(WHAT IS BEING ASKED): Across the entries below, count the lines that contain the word "metal" and reply with that number only.

[Items from a dataset]
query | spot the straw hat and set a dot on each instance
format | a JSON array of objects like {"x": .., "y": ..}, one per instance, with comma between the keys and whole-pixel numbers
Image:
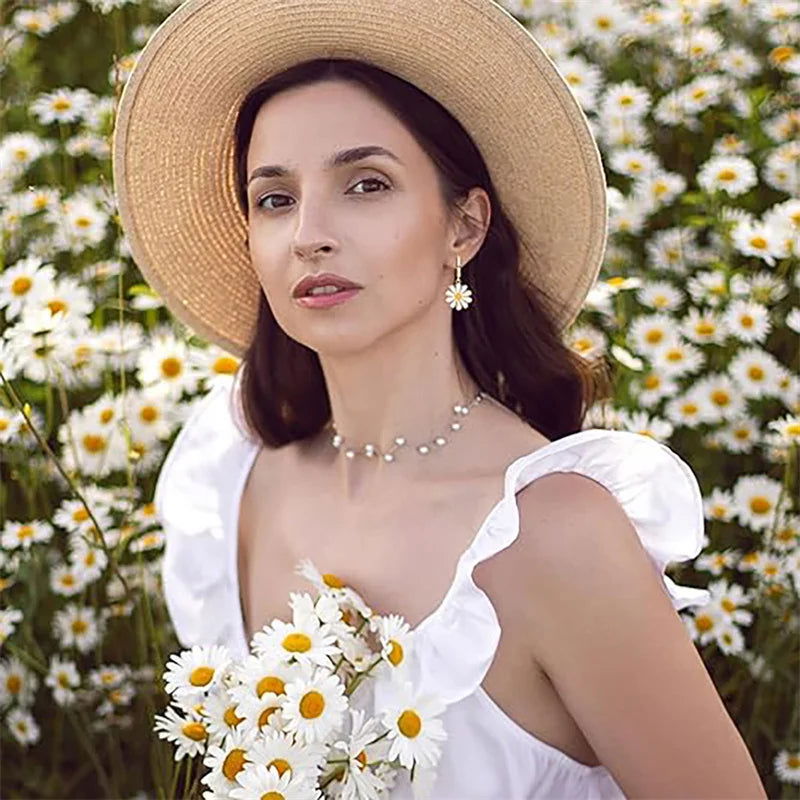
[{"x": 173, "y": 147}]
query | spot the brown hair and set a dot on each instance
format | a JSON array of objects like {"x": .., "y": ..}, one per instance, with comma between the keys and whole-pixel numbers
[{"x": 507, "y": 339}]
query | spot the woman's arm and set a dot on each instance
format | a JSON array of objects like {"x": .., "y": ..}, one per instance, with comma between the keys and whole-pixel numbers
[{"x": 606, "y": 633}]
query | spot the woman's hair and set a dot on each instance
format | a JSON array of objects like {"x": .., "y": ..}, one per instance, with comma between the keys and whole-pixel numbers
[{"x": 507, "y": 339}]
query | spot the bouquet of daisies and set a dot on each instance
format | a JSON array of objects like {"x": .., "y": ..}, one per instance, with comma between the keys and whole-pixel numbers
[{"x": 293, "y": 719}]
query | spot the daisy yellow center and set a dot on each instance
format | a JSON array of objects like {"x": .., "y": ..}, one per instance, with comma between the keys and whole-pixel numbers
[
  {"x": 760, "y": 505},
  {"x": 280, "y": 764},
  {"x": 333, "y": 581},
  {"x": 195, "y": 731},
  {"x": 201, "y": 676},
  {"x": 720, "y": 397},
  {"x": 94, "y": 443},
  {"x": 409, "y": 723},
  {"x": 270, "y": 683},
  {"x": 654, "y": 336},
  {"x": 171, "y": 367},
  {"x": 225, "y": 365},
  {"x": 25, "y": 532},
  {"x": 652, "y": 382},
  {"x": 312, "y": 705},
  {"x": 21, "y": 285},
  {"x": 705, "y": 328},
  {"x": 297, "y": 643},
  {"x": 396, "y": 653},
  {"x": 703, "y": 622},
  {"x": 233, "y": 763},
  {"x": 79, "y": 626},
  {"x": 263, "y": 717}
]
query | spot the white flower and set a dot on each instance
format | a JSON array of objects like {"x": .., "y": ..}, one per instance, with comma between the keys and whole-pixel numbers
[
  {"x": 18, "y": 683},
  {"x": 732, "y": 174},
  {"x": 188, "y": 733},
  {"x": 756, "y": 500},
  {"x": 21, "y": 281},
  {"x": 77, "y": 626},
  {"x": 24, "y": 534},
  {"x": 192, "y": 673},
  {"x": 257, "y": 782},
  {"x": 747, "y": 321},
  {"x": 23, "y": 726},
  {"x": 61, "y": 105},
  {"x": 415, "y": 732},
  {"x": 315, "y": 703}
]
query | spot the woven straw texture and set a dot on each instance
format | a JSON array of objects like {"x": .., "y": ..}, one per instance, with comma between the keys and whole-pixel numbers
[{"x": 173, "y": 146}]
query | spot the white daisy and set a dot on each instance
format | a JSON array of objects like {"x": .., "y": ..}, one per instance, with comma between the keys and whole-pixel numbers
[
  {"x": 279, "y": 750},
  {"x": 18, "y": 683},
  {"x": 718, "y": 505},
  {"x": 258, "y": 782},
  {"x": 61, "y": 105},
  {"x": 586, "y": 340},
  {"x": 25, "y": 534},
  {"x": 723, "y": 396},
  {"x": 314, "y": 706},
  {"x": 20, "y": 281},
  {"x": 360, "y": 782},
  {"x": 23, "y": 726},
  {"x": 679, "y": 358},
  {"x": 189, "y": 733},
  {"x": 192, "y": 673},
  {"x": 755, "y": 371},
  {"x": 703, "y": 326},
  {"x": 77, "y": 626},
  {"x": 747, "y": 321},
  {"x": 756, "y": 500},
  {"x": 732, "y": 174},
  {"x": 305, "y": 639},
  {"x": 415, "y": 732}
]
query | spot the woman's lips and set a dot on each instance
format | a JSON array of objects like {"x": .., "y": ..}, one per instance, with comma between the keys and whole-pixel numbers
[{"x": 326, "y": 300}]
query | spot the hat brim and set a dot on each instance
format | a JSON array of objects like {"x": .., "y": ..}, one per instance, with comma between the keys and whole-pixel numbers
[{"x": 173, "y": 145}]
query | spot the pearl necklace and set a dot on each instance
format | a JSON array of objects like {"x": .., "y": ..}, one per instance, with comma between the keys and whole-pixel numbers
[{"x": 371, "y": 451}]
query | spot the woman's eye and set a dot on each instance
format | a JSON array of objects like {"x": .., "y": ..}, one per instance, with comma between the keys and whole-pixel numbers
[{"x": 261, "y": 203}]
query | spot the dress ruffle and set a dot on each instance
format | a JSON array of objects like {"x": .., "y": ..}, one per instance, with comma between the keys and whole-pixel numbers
[
  {"x": 193, "y": 503},
  {"x": 453, "y": 648}
]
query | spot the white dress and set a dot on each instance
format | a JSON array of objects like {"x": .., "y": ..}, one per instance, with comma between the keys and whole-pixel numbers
[{"x": 197, "y": 500}]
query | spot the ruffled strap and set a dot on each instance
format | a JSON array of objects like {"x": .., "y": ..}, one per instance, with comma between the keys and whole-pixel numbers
[
  {"x": 193, "y": 503},
  {"x": 454, "y": 647}
]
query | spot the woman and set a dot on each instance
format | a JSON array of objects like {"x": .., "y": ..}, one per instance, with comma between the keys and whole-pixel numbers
[{"x": 418, "y": 436}]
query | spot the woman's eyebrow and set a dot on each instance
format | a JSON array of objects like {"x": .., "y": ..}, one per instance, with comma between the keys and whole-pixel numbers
[{"x": 348, "y": 156}]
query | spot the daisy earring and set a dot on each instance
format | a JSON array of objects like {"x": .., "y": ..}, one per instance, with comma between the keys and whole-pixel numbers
[{"x": 458, "y": 295}]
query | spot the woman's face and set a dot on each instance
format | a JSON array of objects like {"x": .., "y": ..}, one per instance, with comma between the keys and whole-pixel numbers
[{"x": 378, "y": 221}]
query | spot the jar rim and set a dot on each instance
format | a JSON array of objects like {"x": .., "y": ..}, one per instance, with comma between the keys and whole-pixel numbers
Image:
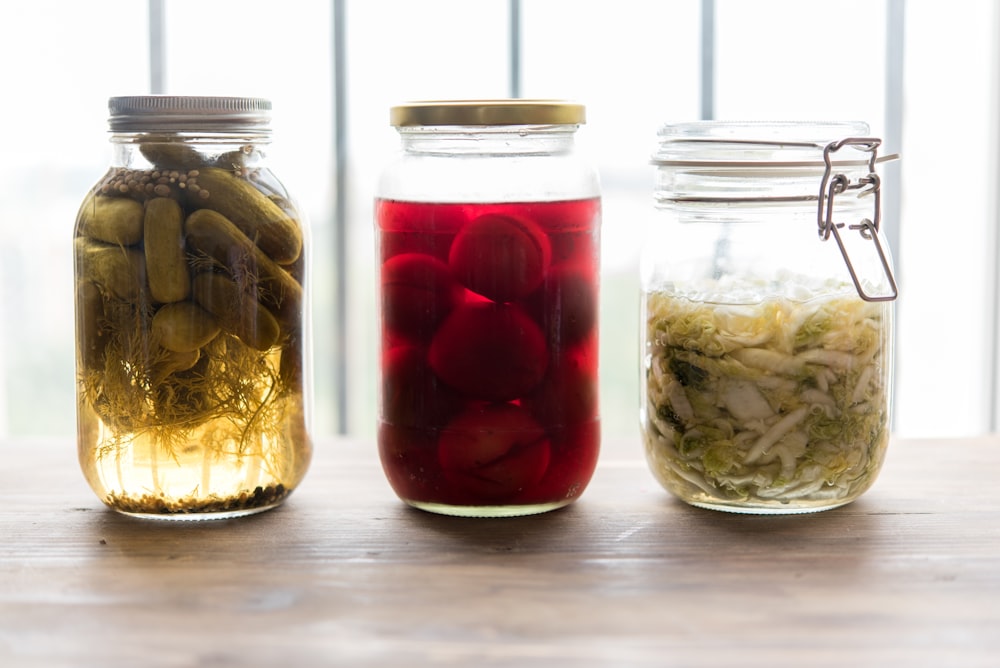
[
  {"x": 751, "y": 144},
  {"x": 189, "y": 113},
  {"x": 504, "y": 111}
]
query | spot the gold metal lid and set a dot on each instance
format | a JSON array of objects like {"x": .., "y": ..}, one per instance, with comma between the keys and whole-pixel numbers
[{"x": 514, "y": 111}]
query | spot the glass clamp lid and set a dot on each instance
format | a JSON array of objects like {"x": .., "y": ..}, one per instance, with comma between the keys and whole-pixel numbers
[{"x": 754, "y": 163}]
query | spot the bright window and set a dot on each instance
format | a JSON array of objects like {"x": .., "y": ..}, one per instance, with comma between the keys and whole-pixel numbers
[{"x": 924, "y": 75}]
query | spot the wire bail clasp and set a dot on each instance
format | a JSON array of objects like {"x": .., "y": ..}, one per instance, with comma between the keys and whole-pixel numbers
[{"x": 868, "y": 185}]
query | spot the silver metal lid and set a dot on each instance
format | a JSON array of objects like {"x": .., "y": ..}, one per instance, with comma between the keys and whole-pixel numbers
[{"x": 179, "y": 113}]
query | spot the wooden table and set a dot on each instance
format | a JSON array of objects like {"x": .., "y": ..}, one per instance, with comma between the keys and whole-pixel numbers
[{"x": 344, "y": 574}]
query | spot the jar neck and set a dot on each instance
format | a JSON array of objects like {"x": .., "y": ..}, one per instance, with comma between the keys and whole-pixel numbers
[
  {"x": 507, "y": 140},
  {"x": 142, "y": 150}
]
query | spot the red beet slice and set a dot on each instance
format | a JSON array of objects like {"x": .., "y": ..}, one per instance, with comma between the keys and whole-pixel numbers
[
  {"x": 568, "y": 395},
  {"x": 494, "y": 451},
  {"x": 418, "y": 291},
  {"x": 566, "y": 305},
  {"x": 489, "y": 351},
  {"x": 500, "y": 257},
  {"x": 411, "y": 394}
]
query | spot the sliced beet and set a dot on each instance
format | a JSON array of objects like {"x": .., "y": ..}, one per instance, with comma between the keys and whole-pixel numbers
[
  {"x": 494, "y": 451},
  {"x": 418, "y": 291},
  {"x": 500, "y": 257},
  {"x": 489, "y": 351}
]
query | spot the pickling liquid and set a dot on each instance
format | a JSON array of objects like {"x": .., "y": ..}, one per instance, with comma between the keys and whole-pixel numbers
[
  {"x": 215, "y": 467},
  {"x": 489, "y": 360},
  {"x": 190, "y": 340}
]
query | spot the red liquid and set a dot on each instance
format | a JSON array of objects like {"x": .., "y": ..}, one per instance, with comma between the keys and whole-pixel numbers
[{"x": 489, "y": 351}]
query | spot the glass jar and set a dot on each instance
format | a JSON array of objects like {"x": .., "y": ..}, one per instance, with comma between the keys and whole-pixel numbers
[
  {"x": 766, "y": 337},
  {"x": 488, "y": 235},
  {"x": 190, "y": 265}
]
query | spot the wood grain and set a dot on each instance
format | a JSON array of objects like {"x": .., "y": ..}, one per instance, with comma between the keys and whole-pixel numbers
[{"x": 344, "y": 574}]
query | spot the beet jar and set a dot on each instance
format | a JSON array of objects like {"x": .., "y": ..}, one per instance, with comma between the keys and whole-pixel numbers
[{"x": 488, "y": 242}]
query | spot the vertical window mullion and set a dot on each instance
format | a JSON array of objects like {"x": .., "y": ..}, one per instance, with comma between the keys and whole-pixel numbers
[
  {"x": 893, "y": 139},
  {"x": 707, "y": 60},
  {"x": 339, "y": 250},
  {"x": 157, "y": 48},
  {"x": 515, "y": 48}
]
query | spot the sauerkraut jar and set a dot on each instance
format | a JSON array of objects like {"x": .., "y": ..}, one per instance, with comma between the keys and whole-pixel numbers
[
  {"x": 767, "y": 316},
  {"x": 487, "y": 225}
]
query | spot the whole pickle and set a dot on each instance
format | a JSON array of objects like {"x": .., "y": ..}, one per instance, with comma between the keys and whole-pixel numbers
[
  {"x": 166, "y": 262},
  {"x": 183, "y": 327},
  {"x": 115, "y": 220},
  {"x": 264, "y": 222},
  {"x": 211, "y": 233},
  {"x": 237, "y": 312},
  {"x": 119, "y": 271}
]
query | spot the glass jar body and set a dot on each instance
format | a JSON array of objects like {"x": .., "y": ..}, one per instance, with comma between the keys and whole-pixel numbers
[
  {"x": 192, "y": 376},
  {"x": 766, "y": 378},
  {"x": 488, "y": 245}
]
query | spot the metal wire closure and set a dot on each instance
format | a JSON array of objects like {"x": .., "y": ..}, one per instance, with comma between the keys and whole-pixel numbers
[{"x": 869, "y": 185}]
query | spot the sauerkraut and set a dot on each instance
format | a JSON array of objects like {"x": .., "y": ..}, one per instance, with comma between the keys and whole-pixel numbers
[{"x": 775, "y": 406}]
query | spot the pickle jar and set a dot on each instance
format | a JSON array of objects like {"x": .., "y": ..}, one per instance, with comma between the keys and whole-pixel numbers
[
  {"x": 488, "y": 231},
  {"x": 767, "y": 316},
  {"x": 190, "y": 265}
]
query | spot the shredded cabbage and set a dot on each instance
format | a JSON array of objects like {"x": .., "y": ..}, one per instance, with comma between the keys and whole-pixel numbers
[{"x": 777, "y": 406}]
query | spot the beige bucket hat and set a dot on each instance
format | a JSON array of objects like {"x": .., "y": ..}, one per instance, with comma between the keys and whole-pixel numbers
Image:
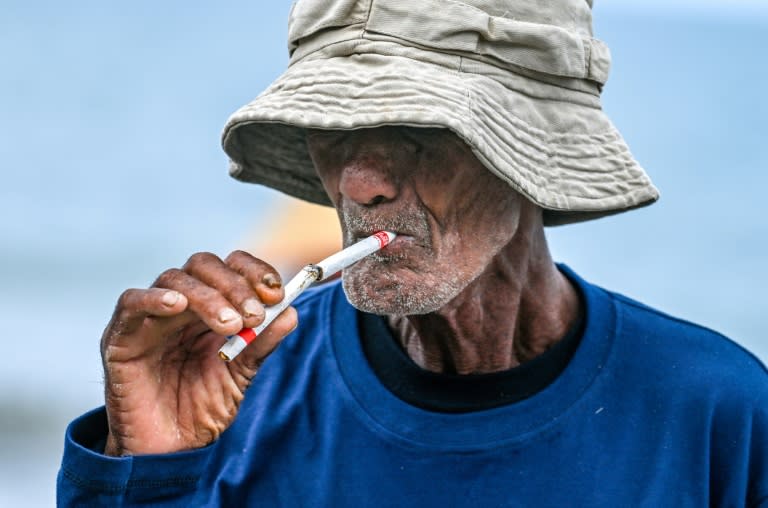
[{"x": 518, "y": 80}]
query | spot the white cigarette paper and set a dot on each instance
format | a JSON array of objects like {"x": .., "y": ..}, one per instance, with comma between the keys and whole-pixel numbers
[{"x": 305, "y": 278}]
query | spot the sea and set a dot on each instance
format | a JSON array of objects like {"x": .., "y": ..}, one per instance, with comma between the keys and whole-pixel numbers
[{"x": 111, "y": 172}]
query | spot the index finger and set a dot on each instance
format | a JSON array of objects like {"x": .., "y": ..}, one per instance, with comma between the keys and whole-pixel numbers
[
  {"x": 262, "y": 276},
  {"x": 134, "y": 305}
]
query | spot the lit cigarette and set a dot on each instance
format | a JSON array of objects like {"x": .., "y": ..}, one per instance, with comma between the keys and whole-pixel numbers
[{"x": 305, "y": 278}]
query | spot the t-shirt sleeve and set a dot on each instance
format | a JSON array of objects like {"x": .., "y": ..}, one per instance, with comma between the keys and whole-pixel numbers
[{"x": 89, "y": 478}]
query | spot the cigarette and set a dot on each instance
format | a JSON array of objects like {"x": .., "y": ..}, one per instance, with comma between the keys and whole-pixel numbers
[{"x": 306, "y": 277}]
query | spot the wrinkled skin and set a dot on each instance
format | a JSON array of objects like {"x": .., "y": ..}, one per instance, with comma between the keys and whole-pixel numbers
[
  {"x": 468, "y": 285},
  {"x": 166, "y": 389}
]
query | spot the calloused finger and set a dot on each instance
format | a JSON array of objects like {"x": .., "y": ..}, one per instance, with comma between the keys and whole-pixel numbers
[
  {"x": 261, "y": 275},
  {"x": 254, "y": 354},
  {"x": 206, "y": 302},
  {"x": 211, "y": 270},
  {"x": 134, "y": 305}
]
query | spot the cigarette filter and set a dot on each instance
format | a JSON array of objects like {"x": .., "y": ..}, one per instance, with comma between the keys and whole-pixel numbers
[{"x": 305, "y": 278}]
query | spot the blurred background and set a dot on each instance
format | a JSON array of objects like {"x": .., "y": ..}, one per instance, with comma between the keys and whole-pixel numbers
[{"x": 111, "y": 172}]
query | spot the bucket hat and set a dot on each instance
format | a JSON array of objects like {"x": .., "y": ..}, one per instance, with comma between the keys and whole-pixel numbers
[{"x": 518, "y": 80}]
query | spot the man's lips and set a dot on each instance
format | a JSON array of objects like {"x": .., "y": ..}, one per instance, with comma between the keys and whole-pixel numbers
[{"x": 401, "y": 242}]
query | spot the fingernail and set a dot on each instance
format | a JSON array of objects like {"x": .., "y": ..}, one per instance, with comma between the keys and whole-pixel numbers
[
  {"x": 226, "y": 315},
  {"x": 252, "y": 307},
  {"x": 170, "y": 298},
  {"x": 271, "y": 281}
]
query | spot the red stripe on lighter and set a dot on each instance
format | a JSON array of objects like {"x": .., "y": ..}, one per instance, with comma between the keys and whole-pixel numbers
[{"x": 305, "y": 278}]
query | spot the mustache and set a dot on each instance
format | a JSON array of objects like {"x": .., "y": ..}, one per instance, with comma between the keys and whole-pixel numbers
[{"x": 359, "y": 224}]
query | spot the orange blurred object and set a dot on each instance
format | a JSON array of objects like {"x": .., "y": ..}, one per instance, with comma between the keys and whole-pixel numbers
[{"x": 299, "y": 233}]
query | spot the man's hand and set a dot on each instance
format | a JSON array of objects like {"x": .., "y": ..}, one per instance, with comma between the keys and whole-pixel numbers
[{"x": 166, "y": 388}]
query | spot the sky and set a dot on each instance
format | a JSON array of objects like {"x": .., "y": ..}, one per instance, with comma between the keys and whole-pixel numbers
[{"x": 110, "y": 117}]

(EXPECTED ANSWER): 3